-- start DATA IN THIS EXERCISE --

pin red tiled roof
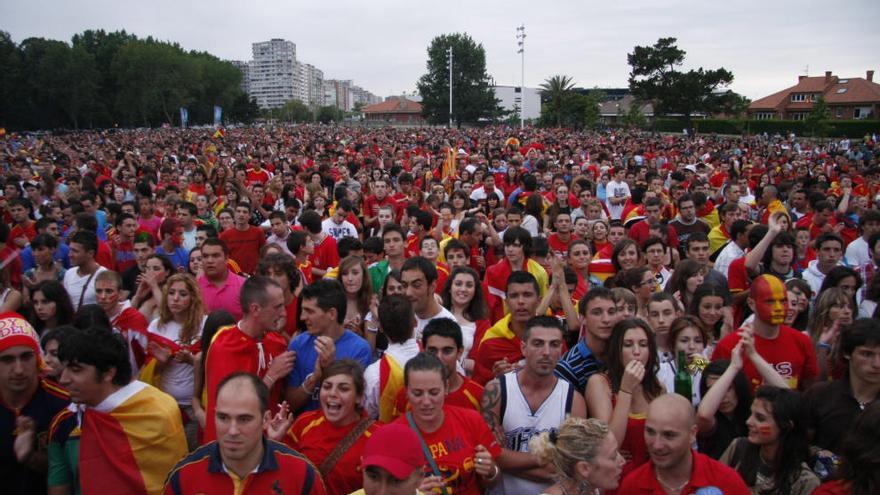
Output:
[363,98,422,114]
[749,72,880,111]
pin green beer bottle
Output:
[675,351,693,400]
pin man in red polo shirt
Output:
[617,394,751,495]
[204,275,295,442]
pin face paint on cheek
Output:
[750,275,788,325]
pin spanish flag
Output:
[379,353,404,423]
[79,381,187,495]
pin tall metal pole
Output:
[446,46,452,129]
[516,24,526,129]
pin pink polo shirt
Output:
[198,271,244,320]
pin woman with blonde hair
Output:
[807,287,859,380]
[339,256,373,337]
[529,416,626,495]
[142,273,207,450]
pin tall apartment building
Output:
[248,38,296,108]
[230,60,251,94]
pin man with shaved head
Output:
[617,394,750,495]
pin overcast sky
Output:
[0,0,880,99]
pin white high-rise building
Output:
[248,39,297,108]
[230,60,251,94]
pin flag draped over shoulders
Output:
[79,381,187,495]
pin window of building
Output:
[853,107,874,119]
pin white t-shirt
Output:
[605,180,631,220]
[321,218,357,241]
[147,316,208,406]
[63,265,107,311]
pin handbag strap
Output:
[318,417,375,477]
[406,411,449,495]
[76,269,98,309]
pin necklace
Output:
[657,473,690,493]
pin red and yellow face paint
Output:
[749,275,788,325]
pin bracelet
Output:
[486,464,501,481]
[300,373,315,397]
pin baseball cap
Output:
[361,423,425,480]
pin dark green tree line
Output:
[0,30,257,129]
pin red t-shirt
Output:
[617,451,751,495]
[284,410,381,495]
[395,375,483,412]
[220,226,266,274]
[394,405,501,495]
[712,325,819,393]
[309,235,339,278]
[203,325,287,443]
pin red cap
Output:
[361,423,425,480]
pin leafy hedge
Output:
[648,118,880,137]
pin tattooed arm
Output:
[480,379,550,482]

-- end DATA IN THIS EXERCISE --
-- start DATA IN THIS EXERCISE --

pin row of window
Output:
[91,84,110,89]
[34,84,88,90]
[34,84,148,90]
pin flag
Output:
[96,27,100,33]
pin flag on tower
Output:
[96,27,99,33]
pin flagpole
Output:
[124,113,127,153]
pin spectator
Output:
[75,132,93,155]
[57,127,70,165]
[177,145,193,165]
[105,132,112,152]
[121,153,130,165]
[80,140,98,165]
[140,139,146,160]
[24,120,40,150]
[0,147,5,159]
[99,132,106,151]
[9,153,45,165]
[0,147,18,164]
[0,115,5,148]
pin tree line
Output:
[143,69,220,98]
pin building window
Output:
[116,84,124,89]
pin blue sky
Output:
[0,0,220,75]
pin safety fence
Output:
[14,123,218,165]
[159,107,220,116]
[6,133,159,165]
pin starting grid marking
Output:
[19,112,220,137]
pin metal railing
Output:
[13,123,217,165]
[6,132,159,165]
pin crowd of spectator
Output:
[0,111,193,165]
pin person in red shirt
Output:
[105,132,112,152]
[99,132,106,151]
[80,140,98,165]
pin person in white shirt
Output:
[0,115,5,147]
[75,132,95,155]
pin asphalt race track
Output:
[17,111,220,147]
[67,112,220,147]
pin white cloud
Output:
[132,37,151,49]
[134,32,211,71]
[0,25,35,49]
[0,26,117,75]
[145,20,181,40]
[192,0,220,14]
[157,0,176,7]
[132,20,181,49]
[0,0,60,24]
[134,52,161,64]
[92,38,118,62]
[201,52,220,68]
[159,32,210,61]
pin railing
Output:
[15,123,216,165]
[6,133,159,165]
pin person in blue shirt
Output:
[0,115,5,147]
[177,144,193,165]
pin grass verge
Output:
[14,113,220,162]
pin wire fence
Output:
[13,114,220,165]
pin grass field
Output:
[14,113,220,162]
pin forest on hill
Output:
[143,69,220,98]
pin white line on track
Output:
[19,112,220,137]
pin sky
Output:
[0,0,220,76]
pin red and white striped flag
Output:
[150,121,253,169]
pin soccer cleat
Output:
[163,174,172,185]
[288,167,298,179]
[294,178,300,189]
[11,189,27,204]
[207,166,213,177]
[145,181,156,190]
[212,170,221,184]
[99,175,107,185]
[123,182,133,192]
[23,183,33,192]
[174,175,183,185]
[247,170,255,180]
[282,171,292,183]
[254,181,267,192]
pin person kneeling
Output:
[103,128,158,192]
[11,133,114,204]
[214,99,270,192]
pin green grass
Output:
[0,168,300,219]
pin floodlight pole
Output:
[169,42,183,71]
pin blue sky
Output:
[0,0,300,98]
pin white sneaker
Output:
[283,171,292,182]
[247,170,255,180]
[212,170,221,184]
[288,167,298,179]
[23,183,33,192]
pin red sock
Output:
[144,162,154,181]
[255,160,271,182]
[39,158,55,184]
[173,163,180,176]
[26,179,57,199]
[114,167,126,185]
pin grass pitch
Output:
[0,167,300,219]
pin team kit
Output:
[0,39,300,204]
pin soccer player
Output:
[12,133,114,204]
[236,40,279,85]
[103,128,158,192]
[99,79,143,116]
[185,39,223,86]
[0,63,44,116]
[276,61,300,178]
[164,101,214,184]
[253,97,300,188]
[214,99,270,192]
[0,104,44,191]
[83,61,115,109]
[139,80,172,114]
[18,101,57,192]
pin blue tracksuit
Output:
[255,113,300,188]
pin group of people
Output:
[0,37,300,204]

-- end DATA IN THIS EXERCISE --
-- start DATA IN THIS EXERCISE --

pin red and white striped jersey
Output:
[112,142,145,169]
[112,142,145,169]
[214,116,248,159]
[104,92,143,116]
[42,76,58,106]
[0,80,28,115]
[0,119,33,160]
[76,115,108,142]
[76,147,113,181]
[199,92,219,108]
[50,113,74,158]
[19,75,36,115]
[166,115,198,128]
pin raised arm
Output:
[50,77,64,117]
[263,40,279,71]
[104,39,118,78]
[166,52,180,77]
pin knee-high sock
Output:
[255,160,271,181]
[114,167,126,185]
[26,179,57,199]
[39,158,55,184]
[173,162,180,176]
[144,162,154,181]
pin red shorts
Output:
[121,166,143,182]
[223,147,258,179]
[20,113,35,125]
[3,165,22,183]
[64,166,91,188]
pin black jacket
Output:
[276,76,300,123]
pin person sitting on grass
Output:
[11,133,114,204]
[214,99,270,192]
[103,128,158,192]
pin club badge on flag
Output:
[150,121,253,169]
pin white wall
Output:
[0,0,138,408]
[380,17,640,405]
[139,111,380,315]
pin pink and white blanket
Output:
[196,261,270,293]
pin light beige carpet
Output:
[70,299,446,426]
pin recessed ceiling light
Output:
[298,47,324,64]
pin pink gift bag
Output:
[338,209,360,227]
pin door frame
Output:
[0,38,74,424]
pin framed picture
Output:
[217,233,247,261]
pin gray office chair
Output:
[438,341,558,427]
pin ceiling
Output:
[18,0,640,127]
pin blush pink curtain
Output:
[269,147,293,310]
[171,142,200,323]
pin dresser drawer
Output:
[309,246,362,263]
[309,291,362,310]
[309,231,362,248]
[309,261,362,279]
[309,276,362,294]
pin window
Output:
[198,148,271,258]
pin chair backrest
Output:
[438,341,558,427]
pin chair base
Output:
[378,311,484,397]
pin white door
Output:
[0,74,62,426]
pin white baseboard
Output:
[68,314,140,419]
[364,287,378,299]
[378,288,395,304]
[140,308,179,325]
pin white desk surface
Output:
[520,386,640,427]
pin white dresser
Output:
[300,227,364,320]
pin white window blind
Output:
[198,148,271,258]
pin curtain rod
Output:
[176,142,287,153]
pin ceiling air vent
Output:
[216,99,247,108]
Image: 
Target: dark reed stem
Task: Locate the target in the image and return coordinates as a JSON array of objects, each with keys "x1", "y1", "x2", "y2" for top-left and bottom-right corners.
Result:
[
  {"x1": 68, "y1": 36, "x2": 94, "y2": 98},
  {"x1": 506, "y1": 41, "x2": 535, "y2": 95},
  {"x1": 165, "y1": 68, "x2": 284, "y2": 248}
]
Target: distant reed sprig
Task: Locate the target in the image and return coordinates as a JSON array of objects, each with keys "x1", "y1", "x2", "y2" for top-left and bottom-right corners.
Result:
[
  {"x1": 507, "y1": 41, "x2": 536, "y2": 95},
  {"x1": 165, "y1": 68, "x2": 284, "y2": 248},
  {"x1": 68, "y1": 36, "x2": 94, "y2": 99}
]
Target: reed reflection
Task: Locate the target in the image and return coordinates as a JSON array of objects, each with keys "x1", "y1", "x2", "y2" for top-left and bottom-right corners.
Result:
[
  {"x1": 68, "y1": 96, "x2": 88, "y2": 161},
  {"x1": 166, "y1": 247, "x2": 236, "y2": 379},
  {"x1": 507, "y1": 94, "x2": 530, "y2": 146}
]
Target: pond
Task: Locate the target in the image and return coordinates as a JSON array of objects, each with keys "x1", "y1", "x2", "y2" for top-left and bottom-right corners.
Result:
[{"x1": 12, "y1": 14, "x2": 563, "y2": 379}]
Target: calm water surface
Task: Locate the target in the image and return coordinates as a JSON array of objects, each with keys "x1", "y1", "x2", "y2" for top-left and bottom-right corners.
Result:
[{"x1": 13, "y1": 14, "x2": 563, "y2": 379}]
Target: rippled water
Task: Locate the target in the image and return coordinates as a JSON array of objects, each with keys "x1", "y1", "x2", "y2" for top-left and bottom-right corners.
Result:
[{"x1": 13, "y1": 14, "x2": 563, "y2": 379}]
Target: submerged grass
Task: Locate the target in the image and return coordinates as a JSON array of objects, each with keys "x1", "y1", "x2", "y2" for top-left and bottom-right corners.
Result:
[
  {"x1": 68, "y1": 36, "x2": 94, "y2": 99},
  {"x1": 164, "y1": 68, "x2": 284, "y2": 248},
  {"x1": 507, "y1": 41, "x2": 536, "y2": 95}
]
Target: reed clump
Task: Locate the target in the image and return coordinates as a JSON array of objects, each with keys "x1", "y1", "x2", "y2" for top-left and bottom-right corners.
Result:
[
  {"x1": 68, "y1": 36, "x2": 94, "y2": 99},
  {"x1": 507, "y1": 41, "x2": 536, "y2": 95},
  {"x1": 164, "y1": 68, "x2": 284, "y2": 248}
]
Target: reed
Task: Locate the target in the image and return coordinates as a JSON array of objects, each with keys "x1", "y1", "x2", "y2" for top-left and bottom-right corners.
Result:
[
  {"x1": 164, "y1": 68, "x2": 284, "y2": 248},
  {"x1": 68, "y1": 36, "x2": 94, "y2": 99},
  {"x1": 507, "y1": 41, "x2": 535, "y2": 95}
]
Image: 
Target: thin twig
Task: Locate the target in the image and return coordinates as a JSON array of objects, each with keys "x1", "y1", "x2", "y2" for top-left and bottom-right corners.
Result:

-- end DATA IN THIS EXERCISE --

* WRITTEN TASK *
Copy out every line in the listing above that contains the word "spectator".

* WRITTEN RESPONSE *
pin spectator
pin crowd of spectator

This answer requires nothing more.